Find every line in the data below that contains the word "water" and copy each one.

-- begin INPUT --

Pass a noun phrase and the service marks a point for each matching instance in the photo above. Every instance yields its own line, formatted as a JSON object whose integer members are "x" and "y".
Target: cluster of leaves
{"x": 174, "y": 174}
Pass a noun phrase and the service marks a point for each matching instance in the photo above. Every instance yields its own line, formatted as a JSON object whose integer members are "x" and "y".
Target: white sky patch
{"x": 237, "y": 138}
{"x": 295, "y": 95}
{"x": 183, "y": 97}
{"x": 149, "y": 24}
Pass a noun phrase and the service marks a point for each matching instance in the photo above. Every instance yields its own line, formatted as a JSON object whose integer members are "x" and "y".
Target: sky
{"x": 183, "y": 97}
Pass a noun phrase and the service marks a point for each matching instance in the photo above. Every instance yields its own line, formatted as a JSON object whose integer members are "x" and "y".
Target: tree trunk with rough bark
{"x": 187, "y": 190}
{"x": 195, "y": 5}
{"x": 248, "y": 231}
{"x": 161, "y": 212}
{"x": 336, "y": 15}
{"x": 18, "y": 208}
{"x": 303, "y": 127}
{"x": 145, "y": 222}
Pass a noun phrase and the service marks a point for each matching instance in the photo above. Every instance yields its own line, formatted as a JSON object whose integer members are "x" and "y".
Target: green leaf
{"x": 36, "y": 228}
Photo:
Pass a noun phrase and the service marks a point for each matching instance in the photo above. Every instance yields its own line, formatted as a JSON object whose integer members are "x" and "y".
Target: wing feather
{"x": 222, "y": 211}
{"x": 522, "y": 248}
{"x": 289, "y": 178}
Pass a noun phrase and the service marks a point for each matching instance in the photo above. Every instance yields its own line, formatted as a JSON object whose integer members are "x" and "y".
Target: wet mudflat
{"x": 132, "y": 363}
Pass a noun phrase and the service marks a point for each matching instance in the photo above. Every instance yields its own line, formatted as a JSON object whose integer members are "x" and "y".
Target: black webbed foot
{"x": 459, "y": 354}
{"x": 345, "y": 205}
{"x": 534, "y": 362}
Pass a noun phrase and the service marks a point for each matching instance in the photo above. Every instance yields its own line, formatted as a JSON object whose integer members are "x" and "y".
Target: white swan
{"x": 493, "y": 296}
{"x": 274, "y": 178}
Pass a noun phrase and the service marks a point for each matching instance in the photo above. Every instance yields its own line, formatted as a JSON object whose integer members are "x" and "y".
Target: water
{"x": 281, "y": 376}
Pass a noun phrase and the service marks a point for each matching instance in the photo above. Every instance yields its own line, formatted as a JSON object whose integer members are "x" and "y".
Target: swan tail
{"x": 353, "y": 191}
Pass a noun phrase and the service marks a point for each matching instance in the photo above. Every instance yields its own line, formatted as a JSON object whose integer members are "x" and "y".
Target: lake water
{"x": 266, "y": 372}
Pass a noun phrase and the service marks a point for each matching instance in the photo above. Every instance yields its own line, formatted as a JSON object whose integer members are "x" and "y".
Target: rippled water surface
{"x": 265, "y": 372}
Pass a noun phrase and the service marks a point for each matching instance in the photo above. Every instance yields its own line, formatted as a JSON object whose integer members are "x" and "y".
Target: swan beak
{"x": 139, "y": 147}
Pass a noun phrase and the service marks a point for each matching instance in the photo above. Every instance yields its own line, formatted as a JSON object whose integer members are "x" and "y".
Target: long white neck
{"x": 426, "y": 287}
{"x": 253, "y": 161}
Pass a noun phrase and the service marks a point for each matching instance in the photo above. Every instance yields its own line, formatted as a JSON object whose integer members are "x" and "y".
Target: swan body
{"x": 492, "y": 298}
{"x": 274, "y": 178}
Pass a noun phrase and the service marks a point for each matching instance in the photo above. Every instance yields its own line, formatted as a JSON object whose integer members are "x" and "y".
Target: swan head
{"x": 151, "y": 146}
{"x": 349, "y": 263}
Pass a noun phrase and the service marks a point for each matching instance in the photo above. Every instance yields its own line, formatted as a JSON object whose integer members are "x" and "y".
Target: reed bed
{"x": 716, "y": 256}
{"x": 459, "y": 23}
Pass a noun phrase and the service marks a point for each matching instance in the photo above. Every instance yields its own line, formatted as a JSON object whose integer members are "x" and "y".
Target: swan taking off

-- end INPUT --

| SOLUTION |
Target: water
Target: lake water
Target: rippled water surface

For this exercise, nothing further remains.